"""

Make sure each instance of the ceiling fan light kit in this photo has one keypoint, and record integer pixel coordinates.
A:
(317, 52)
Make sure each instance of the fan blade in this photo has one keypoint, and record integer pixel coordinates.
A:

"""

> [How to complete this task]: Only the number is needed: state how many lines in the listing contain "Make".

> [Result of this task]: 2